*Written tasks*
(a) In the pen thread, why does NYWoodturner ask how well the antique brass finish holds up? Answer in one to three sentences.
(b) Extract the text of the pen thread between "Beautiful pens Jerry." and "being someones EDC?", inclusive, copying it word for word.

*Document excerpt*
····················

# Got ink?



## Jerry B (Aug 30, 2015)

been working on my September pen orders ... decided to take a break and make a few for my personal site .......

1st 3 are all using the Desert Ironwood I got from @barry richardson, which is now my favorite "standard" wood (not Burl or Spalted) 

Jr Aaron Rollerball, Rhodium w/24K Gold accents


 


 


 

Jr Aaron Rollerball, Rhodium w/Black Titanium accents


 


 


 

Jr George Rollerball, Antique Brass


 


 


 

lastly, a Jr George Rollerball, Antique Brass, using Manzanita Burl cast in Green Alumilite


 


 


 

C & C Welcome .........

Reactions: Like 3 | EyeCandy! 9 | Way Cool 1


----------



## ironman123 (Aug 30, 2015)

Very nice pens Jerry.

Reactions: Thank You! 1


----------



## NYWoodturner (Aug 30, 2015)

Beautiful pens Jerry. No surprise DIW would be your new standard. How well does that antique brass finish hold up? I like the looks of it but wonder what it would look like after 3 years of being someones EDC?

Reactions: Thank You! 1


----------



## manbuckwal (Aug 30, 2015)

····················

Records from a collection
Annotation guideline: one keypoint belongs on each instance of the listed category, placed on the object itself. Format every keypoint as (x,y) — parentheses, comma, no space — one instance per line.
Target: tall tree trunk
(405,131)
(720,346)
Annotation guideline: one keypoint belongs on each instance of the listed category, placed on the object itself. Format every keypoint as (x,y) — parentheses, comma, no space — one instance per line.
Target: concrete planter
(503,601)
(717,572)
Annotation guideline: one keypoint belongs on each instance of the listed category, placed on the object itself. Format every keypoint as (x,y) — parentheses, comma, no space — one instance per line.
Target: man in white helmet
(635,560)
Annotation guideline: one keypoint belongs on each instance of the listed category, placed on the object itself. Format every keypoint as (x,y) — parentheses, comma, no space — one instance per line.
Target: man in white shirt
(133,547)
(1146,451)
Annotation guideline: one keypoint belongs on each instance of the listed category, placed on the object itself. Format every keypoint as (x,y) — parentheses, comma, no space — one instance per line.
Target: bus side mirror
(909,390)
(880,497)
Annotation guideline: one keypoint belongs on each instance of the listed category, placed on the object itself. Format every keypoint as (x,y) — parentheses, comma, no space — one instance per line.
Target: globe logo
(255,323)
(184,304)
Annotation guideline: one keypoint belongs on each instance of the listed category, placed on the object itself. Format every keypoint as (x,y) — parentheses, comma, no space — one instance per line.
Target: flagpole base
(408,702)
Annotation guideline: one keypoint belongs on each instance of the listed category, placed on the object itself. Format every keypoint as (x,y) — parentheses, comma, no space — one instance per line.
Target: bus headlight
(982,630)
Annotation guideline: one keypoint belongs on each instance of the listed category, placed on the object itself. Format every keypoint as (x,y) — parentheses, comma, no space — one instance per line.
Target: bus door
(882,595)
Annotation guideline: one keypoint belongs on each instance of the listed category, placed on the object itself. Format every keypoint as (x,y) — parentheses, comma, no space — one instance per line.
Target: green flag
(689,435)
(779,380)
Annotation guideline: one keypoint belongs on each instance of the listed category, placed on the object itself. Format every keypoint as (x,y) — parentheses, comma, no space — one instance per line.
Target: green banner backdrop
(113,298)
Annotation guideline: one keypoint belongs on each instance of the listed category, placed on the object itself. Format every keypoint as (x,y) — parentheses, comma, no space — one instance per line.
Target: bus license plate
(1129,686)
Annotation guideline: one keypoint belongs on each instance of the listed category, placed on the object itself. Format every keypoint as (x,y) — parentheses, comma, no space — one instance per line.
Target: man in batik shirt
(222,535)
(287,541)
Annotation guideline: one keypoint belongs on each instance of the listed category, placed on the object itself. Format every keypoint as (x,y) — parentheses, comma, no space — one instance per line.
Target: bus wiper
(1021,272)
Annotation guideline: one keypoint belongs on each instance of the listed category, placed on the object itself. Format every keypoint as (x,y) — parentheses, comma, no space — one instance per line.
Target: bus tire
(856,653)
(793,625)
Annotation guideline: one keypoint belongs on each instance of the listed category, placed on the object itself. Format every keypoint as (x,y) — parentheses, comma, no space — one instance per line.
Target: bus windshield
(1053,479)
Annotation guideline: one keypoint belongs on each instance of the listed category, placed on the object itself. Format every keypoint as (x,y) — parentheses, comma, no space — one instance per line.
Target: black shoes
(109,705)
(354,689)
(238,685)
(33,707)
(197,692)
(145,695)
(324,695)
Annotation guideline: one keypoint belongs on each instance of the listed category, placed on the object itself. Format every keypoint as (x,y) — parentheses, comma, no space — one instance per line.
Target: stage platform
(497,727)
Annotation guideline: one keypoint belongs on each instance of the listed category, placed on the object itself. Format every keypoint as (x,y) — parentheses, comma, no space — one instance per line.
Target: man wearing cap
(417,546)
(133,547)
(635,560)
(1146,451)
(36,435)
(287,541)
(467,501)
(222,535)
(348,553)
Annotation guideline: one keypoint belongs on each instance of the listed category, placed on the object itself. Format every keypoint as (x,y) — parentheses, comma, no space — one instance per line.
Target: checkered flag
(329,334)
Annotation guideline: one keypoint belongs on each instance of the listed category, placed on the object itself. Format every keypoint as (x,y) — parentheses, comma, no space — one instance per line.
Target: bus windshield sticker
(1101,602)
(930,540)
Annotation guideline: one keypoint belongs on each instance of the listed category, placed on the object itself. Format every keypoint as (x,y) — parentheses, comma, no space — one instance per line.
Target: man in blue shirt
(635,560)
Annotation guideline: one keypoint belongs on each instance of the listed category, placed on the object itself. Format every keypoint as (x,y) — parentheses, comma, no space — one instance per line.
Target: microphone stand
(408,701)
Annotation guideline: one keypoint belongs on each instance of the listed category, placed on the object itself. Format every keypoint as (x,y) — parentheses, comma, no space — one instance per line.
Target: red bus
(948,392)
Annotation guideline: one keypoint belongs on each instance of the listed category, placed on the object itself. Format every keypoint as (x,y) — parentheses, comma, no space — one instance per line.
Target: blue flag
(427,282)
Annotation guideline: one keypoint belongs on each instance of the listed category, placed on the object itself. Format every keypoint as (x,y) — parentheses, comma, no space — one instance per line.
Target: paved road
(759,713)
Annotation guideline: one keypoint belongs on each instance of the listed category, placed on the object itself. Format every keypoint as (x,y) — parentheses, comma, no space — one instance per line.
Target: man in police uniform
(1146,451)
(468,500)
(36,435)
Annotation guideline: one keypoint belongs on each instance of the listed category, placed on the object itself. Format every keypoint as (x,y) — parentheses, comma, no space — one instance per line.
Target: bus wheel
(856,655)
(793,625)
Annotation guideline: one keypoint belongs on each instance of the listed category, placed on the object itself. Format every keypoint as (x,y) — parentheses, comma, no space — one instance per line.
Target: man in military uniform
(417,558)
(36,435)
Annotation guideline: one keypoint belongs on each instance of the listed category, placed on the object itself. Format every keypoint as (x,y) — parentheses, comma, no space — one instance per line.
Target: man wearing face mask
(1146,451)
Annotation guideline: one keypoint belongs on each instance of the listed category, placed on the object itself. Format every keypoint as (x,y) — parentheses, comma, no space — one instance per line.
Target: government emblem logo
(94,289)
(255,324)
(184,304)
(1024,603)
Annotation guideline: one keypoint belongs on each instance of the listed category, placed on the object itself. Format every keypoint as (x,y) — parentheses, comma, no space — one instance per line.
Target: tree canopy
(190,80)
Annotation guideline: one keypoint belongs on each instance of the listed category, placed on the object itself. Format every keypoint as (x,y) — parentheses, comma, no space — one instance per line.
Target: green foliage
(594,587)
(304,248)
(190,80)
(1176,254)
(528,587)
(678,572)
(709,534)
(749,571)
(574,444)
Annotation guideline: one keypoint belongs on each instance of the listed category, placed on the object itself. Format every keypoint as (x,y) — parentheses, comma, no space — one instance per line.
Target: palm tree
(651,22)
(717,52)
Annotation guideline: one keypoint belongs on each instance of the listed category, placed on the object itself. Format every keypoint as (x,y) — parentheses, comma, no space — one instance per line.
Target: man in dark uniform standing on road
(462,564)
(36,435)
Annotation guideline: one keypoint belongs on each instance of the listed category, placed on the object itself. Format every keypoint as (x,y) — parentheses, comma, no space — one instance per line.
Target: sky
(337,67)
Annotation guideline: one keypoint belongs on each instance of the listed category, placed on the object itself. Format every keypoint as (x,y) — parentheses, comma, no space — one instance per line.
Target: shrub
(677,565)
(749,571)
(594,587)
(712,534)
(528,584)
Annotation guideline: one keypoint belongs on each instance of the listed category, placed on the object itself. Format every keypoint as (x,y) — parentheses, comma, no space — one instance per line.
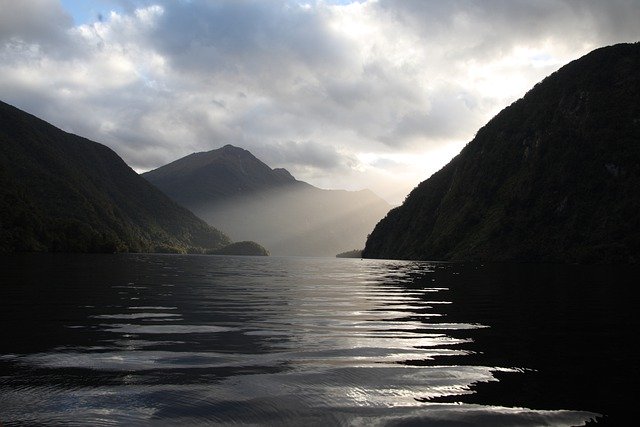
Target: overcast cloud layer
(372,94)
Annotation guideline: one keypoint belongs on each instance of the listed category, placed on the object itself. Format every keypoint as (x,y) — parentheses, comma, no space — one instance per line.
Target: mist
(298,219)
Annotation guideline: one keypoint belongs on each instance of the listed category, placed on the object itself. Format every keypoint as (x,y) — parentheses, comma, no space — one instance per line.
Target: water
(180,340)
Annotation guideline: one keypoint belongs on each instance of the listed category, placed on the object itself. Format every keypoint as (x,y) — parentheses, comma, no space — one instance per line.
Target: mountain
(553,177)
(247,199)
(61,192)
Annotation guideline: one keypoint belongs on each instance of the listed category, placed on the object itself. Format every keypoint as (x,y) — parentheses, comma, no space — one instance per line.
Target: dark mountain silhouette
(247,199)
(553,177)
(61,192)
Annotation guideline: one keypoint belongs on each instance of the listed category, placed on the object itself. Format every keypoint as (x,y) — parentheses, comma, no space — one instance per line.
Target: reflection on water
(192,340)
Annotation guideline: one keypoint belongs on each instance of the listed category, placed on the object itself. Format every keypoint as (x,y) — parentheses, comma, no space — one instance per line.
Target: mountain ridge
(243,196)
(63,192)
(553,177)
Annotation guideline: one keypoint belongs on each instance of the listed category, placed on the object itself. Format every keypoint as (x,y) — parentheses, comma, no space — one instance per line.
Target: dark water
(175,340)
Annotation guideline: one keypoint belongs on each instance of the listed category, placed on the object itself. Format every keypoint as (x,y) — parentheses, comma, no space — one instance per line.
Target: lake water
(180,340)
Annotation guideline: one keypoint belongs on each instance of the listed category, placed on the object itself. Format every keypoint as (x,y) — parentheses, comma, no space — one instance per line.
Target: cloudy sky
(344,94)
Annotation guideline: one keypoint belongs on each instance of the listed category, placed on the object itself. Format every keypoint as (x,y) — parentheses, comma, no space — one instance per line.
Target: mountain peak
(223,172)
(553,177)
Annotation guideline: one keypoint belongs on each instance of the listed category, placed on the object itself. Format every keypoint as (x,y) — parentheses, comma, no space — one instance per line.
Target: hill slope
(247,199)
(553,177)
(61,192)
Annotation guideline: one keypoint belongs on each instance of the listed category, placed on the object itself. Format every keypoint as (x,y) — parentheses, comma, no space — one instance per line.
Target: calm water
(165,339)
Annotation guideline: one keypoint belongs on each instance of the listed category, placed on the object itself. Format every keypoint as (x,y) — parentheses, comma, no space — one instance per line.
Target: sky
(374,94)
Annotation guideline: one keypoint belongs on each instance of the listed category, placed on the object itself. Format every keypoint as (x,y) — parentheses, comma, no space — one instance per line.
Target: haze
(351,95)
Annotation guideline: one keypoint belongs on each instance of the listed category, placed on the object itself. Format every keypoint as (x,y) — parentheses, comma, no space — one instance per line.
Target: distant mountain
(553,177)
(231,188)
(61,192)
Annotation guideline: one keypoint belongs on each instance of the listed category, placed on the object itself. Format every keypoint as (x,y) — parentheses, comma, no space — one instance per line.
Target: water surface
(166,339)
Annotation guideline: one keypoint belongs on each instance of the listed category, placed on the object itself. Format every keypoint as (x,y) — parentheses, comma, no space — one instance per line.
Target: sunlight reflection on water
(277,340)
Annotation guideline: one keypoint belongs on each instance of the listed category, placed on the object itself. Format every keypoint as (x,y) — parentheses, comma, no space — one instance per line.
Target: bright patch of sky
(372,94)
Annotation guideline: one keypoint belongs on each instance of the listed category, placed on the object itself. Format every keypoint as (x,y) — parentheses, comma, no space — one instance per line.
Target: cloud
(33,21)
(314,87)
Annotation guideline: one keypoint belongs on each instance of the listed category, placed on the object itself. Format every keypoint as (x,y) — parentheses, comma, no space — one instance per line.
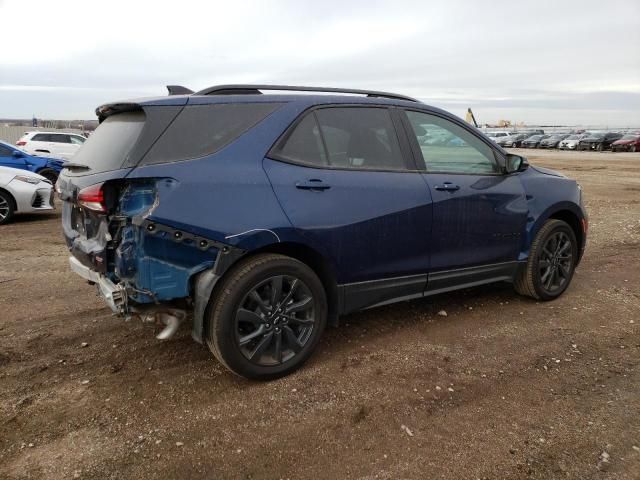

····················

*List of solutions*
(a) NYWoodturner likes the look of the antique brass finish. He asks because he wonders what it would look like after three years as someone's EDC.

(b)
Beautiful pens Jerry. No surprise DIW would be your new standard. How well does that antique brass finish hold up? I like the looks of it but wonder what it would look like after 3 years of being someones EDC?